» Texto fornecido:
.....

Saavedra Valentim

Manifestações da alma

Textos


CHAMEM A POLÍCIA, NOS ROUBARAM DE NÓS!
 
 
     A vida voa nas asas do tempo e é mais rápida do que conseguimos vivê-la, pois estamos sempre perseguindo as coisas que não realizamos.
     Dedicamos a maior parte de nossa vida subjugada ao trabalho, a adquirir bens, a realizar os sonhos alheios, que nos descuidamos dos nossos próprios sonhos. Cuidamos dos outros e nos esquecemos de nós mesmos.
     Um dia, quando desaceleramos as nossas atividades, então  nos damos conta de que existimos. Buscamos à nossa volta as pessoas cujas imagens ficaram registradas em nossa mente e percebemos que nos encontramos rodeados de estranhos. Numa madrugada qualquer, acordamos, olhamos para o lado e buscamos a nossa mulher para abraçá-la, dormirmos agarradinhos, como fazíamos no passado lá na lua de mel e levamos um tremendo susto ao descobrirmos a possibilidade de termos deitado em cama errada. Acordamos e verificamos incrédulos que, por engano, estamos dormindo com a avó de alguém. Mas estranhamente ela abre os olhos, vira para nós e nos diz com desprezo para deixá-la dormir em paz. Ai a dúvida invade a nossa mente e não sabemos mais quem somos. Onde anda aquela mulher linda de vestido branco, véu e grinalda com quem trocamos alianças e juras eternas? Ela já não está lá! Não é a mesma, essa que vemos é uma senhora envelhecida, dolorida, curvada, mas sem as curvas que tanto atiçavam o nosso desejo, onde deslizavam as nossas mãos. Não tem mais aquela pele aveludada, aquele corpo onde nos perdíamos, as mãos macias que nos acariciavam. Tudo isso desapareceu como um passe de mágica!

.....

» Material fornecido:
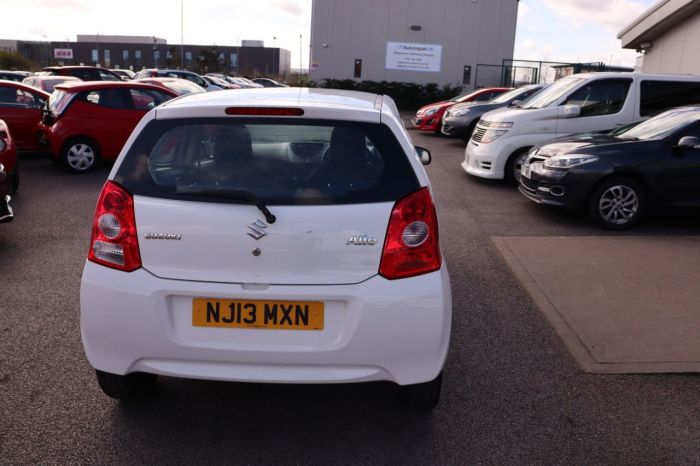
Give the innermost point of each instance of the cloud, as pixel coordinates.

.....

» Instruções de trabalho:
A. Segundo a crônica sobre a passagem do tempo, por que a vida é mais rápida do que conseguimos vivê-la?
B. Como ficaria, em forma mais breve, o parágrafo da crônica sobre a passagem do tempo que começa com "Dedicamos a maior parte de nossa vida"?
C. Escreva a continuação da crônica sobre a passagem do tempo, partindo da sua última frase.

» As respostas:
A. Porque estamos sempre perseguindo as coisas que não realizamos.

B. Passamos a maior parte da vida presos ao trabalho, à compra de bens e à realização dos sonhos alheios, deixando de lado nossos próprios sonhos e a nós mesmos enquanto cuidamos dos outros.

C.
     Onde andam as nossas crianças que disputavam o nosso colo, que choravam para dormir em nossa cama, que abriam seus bracinhos em busca de conforto, de carinho? Cresceram, ganharam o mundo, fizeram suas escolhas. Não os conhecemos mais! Já não nos confidenciam as suas experiências, não nos cobram mais a nossa presença em suas vidas, até nos rechaçam, buscam se distanciarem. Sentimo-nos desamparados. Realizaram os seus sonhos, houve conquistas, não chegaram a lugar nenhum? Não importa se estiverem felizes, com saúde.
     Num ato de desespero, buscamos no espelho uma explicação para tudo isso e nos deparamos com outro ser refletido ali, como se fosse a foto de nossos pais, de nossos avós. Ficamos assustamos quando percebemos os sulcos profundos no rosto daquele senhor e nos perguntamos se um dia ficaremos assim: pregas no entorno dos olhos, as orelhas crescidas, papas no pescoço, depressão nos cantos da boca, cabelos em neve, essas marcas do tempo!
     Para onde nós fomos, onde está aquele jovem cheio de vida, ansioso por desafios, a jorrar disposição, cheio de sonhos?  Não há respostas.  Do outro lado há uma imagem muda, acusadora, fazendo mímica como se estivesse nos dublando e nos dissesse "eu sou você, duvida?" Onde estivemos todo esse tempo?  Distraímos só um pouquinho e não sabemos mais de nós. Ficamos perdidos em alguma esquina do tempo, bem lá trás, talvez quando da última vez em que nos miramos verdadeiramente no espelho.  Então, com certeza, não estava lá esse senhor que quer assumir a nossa identidade. Um perfeito estranho, um usurpador de imagem. Nunca o vimos e já quer parecer tão íntimo.
     Roubaram-nos! Nós nos queremos de volta! Um crime perfeito, sem corpo, nem vestígios! Chamem quem quer que possa solucionar este caso intrincado, cheio de meandros, paranoico, sem solução à primeira vista. Que seja a polícia, o FBI, ou a CIA, não importa, mas solucionem este crime infame!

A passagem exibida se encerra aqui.